Work instruction:
Take the line that has "of the tree" in it and every line after it to the end of the entries, and reproduce them exactly.

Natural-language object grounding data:

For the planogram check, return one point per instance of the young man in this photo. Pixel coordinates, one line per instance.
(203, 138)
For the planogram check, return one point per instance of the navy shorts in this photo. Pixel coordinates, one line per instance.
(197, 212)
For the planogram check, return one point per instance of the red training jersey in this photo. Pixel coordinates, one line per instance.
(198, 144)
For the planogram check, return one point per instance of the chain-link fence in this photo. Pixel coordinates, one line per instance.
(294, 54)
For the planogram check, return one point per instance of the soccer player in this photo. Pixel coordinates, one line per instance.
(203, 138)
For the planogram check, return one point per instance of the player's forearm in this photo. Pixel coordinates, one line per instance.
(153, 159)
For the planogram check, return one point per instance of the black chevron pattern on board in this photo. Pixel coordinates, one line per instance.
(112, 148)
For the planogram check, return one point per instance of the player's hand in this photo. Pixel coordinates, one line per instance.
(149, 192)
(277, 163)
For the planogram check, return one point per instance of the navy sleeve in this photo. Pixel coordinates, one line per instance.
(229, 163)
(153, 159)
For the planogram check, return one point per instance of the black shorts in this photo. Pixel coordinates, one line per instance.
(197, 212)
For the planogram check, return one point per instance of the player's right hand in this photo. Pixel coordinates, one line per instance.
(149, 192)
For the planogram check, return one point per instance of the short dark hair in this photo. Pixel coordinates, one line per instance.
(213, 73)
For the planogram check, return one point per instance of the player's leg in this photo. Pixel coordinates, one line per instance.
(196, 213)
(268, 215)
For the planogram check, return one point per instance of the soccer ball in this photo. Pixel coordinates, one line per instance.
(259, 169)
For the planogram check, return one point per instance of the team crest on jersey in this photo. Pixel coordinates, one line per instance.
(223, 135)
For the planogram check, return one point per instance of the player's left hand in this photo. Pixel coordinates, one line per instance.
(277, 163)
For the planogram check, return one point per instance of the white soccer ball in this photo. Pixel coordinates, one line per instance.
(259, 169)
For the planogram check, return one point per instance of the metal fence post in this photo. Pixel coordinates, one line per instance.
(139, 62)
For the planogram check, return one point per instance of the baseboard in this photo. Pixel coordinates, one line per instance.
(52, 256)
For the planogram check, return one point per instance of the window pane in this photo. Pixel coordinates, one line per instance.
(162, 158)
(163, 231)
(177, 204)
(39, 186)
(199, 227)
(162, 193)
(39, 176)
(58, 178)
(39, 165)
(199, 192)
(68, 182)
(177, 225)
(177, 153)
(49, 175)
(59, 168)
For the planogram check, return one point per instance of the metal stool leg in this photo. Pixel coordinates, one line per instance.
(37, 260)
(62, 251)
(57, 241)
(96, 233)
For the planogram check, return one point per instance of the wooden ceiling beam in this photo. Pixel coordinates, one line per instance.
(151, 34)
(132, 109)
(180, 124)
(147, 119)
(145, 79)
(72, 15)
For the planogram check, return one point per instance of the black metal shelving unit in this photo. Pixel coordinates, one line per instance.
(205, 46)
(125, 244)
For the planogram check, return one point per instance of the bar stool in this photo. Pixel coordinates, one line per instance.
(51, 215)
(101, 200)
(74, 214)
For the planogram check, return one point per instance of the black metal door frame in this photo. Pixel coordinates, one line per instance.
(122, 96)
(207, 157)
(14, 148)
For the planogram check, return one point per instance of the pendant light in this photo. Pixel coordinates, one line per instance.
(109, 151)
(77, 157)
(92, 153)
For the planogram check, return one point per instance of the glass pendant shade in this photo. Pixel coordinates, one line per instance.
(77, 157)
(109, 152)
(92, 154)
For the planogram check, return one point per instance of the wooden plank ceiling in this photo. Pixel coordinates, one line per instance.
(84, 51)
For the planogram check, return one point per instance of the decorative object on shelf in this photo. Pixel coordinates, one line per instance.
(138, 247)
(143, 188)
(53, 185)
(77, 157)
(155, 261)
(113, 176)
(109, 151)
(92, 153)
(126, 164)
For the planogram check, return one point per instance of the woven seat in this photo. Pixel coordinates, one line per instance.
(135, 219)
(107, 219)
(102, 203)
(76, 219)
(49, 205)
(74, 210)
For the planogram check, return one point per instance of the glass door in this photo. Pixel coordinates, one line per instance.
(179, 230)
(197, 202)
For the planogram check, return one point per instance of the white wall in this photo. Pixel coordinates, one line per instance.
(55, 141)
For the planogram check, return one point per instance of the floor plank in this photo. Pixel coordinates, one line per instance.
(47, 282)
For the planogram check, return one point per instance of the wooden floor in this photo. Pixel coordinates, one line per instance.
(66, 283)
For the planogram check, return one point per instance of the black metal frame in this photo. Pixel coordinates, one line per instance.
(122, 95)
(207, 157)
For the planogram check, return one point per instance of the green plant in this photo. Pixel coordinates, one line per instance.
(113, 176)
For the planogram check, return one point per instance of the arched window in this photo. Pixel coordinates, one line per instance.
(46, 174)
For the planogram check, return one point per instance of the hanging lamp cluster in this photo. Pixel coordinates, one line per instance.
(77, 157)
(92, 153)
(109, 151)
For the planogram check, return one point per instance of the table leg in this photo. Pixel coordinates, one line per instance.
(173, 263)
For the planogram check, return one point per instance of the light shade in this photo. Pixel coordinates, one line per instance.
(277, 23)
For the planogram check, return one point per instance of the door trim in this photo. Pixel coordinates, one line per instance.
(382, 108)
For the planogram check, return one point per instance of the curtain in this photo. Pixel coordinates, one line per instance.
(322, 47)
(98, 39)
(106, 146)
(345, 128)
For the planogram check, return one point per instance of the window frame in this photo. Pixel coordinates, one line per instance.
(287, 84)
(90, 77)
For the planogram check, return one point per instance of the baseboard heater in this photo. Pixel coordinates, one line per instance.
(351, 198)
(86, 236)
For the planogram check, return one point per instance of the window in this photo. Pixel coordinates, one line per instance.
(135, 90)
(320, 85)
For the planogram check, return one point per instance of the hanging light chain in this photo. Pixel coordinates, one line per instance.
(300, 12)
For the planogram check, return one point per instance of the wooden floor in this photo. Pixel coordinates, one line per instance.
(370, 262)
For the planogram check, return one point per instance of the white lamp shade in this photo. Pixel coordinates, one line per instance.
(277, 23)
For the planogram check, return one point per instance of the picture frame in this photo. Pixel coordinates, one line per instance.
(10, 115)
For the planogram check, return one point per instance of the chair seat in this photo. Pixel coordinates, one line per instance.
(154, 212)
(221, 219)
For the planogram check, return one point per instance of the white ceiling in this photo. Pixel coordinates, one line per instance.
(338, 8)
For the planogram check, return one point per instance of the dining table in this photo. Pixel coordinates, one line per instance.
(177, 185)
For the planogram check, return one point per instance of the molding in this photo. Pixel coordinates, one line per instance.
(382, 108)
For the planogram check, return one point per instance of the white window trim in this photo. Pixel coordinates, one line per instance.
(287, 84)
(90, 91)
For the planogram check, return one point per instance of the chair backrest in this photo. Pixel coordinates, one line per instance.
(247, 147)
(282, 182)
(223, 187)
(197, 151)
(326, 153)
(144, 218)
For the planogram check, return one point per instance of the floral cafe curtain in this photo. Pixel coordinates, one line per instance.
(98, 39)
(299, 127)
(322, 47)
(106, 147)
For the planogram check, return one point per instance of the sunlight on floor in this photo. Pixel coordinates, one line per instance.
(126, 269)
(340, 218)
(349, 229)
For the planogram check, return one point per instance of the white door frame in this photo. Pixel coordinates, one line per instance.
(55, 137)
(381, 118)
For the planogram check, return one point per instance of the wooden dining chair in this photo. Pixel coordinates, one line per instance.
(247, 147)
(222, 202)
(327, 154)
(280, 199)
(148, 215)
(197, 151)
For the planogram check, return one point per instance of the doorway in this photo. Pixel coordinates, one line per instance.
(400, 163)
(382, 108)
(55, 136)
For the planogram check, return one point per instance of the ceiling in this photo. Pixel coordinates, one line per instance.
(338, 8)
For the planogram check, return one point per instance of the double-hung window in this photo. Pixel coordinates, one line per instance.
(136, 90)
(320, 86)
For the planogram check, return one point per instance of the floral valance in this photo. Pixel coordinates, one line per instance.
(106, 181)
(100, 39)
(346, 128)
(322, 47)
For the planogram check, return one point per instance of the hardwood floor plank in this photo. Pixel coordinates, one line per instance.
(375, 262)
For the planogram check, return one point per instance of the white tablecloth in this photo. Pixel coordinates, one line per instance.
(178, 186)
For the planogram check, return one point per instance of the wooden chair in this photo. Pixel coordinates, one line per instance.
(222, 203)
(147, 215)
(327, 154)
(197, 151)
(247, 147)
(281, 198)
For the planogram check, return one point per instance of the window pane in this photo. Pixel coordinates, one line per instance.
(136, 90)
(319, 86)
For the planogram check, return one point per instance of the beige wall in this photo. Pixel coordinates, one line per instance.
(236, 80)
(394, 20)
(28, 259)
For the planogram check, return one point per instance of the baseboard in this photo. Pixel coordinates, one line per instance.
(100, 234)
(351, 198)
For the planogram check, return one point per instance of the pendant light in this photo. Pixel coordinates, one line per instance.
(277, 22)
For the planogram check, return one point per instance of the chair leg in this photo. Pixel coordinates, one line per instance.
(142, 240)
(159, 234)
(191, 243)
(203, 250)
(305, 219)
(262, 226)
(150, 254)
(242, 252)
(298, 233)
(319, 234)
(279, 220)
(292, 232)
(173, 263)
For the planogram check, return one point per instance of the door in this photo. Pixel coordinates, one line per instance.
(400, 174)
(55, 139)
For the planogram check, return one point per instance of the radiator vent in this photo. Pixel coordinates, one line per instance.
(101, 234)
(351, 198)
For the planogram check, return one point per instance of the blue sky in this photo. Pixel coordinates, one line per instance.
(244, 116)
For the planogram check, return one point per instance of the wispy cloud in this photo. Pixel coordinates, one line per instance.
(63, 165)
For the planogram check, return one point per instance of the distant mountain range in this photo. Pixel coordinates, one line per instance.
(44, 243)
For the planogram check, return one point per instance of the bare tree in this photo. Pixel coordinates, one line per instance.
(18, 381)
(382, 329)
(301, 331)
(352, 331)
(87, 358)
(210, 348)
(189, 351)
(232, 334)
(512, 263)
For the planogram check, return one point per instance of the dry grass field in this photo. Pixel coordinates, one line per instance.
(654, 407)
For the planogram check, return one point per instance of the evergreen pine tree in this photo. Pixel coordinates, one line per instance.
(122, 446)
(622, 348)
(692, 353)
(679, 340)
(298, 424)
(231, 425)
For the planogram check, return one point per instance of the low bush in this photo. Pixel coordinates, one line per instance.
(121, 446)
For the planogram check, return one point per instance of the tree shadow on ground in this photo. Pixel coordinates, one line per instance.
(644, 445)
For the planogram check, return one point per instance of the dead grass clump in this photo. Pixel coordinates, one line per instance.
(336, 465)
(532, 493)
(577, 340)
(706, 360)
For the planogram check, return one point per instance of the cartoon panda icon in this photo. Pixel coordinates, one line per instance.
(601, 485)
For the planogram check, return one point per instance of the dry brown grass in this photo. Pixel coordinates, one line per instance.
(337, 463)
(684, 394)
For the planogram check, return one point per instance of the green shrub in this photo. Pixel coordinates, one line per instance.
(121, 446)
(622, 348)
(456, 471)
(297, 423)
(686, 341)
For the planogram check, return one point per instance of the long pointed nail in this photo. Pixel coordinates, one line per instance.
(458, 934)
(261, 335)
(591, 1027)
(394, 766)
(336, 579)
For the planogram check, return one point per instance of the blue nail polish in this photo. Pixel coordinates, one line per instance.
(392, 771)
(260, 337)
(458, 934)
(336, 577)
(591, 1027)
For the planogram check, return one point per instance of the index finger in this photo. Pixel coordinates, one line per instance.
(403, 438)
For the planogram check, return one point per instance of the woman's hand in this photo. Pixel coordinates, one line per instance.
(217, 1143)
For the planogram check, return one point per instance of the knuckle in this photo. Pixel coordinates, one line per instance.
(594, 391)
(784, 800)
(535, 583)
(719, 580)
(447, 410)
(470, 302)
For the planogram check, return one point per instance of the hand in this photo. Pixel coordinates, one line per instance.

Response:
For the planogram check, return one point per instance of the tree shadow on ground in this photo. Pixel coordinates, one line per instance.
(644, 445)
For the planogram check, return one point per instance of the dead grass clump in this photo. Pixel coordinates, one line per instance.
(336, 465)
(532, 493)
(577, 340)
(706, 360)
For the planogram check, return one point per instance of the cartoon panda icon in this photo. Pixel coordinates, one line per instance.
(601, 485)
For the planogram check, return one point per instance of the dry brown grass in this photo. Pixel coordinates, one line per instance.
(337, 463)
(684, 394)
For the planogram check, return one point per instance of the green shrub in this photo. Pixel coordinates, one line per instance.
(121, 446)
(622, 348)
(456, 471)
(297, 423)
(686, 341)
For the planogram check, return one point per instance of the long pointed nail in this photo. Pixel coordinates, one line per instance.
(458, 934)
(261, 335)
(591, 1027)
(394, 766)
(336, 579)
For the planogram check, return one point per instance of the blue nail polish in this photo. Pixel coordinates, one line per instance.
(392, 771)
(260, 337)
(458, 934)
(336, 577)
(591, 1027)
For the planogram check, return one point per instance of the index finger in this photo. Pixel coordinates, one line per instance.
(403, 438)
For the planogram check, return one point per instance of the woman's hand in this photo. Pixel coordinates, one line per instance.
(217, 1143)
For the planogram check, return one point per instance of the knuckle in this photo. Pixel coordinates, one line per instance.
(594, 391)
(784, 800)
(535, 583)
(719, 580)
(447, 410)
(470, 302)
For the planogram check, return one point per instance of the hand in this photo. Pixel coordinates, one line per instance.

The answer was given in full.